:: Aufgabe ::
Nenne alle Orte, deren Werke Paul Kupelwieser laut dem Text über ihn als Generaldirektor leitete.

:: Textauszug ::
Wer mit einem E-Buggy oder einem Segelboot die Insel Brioni rundet, kommt an dieser bescheidenen Villa vorbei:
Sie ließ Paul Kupelwieser (1843 - 1919) erbauen, österreichischer Industriemagnat.
Kupelwieser, zweiter Sohn des Malers Kupelwieser, wird leitender Mitarbeiter von Rothschild,
Generaldirektor der Eisen- und Stahlwerke in Ternitz, Teplitz und der Witkowitzer Eisenwerke/Tschechien.
Sie sind im 19. und 20. Jahrhundert eines der bedeutendsten Unternehmen der mährischen Schwerindustrie.
Auf relativ kleinem Raum sind Kohleförderung, Kokerei, Roheisenerzeugung, Stahlveredelung und -verarbeitung
sowie Maschinenbau vereinigt. Noch heute prägen die Anlagen das Stadtbild von Vítkovice
und werden manchmal als „Ostravské Hradcany“ (in Anlehnung an den Prager Hradschin) bezeichnet.
Seit 2002 haben die Hochöfen und die Kokerei den Status eines Nationalen Kulturdenkmals der Tschechischen Republik.
1843 verleibt
Albert Salomon Anselm von Rothschild
das Werk seinem persönlichen Besitz ein.
1873 wird die Witkowitzer Bergbau- und Hüttengewerkschaft gegründet, an der die Rothschilds nur mehr 51 % bis
zur Enteignung im Zuge der Arisierung halten. Die Nazis gliedern die Werke in die Reichswerke Hermann Göring ein und
produzieren v. a. Munition sowie später Bauteile für die Rakete V2.
Nach 1945 wird das Unternehmen tschechoslowakischer Staatsbesitz, seit 2005 gehören die Eisenwerke Russen.

:: Verfügbare Daten ::
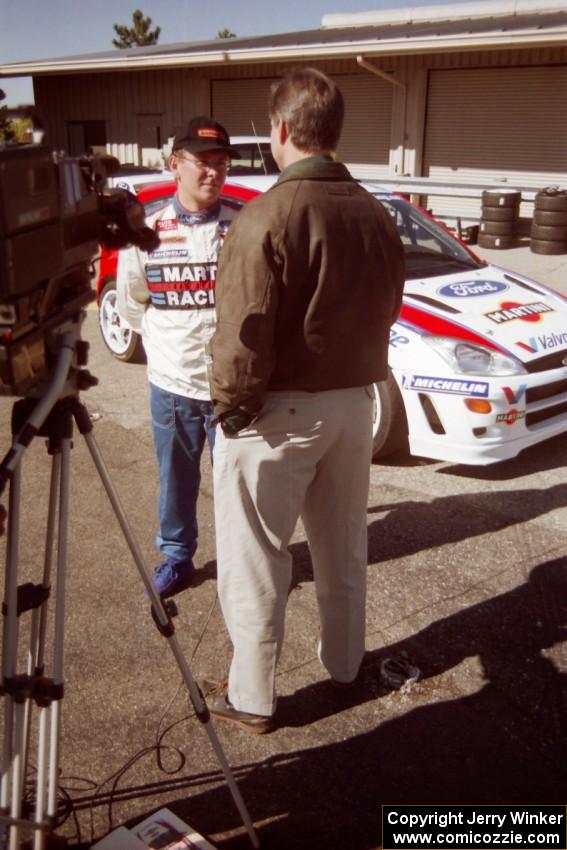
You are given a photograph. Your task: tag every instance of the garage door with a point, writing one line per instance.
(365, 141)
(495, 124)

---

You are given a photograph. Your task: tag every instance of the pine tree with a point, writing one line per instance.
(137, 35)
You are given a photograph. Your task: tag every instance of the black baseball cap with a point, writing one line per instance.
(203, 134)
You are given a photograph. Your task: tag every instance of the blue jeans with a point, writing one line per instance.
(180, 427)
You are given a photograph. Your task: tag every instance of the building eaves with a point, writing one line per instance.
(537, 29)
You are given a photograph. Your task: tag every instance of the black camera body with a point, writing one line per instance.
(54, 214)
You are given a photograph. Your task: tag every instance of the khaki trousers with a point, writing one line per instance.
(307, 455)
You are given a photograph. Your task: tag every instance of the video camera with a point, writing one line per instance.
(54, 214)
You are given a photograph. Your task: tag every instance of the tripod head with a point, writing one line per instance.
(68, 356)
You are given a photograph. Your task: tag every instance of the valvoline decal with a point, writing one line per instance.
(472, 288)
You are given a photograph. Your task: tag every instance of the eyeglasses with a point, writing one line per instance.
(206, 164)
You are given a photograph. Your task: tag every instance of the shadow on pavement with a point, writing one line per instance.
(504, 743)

:: Schriftliche Antwort ::
Ternitz, Teplitz und Witkowitz (Witkowitzer Eisenwerke)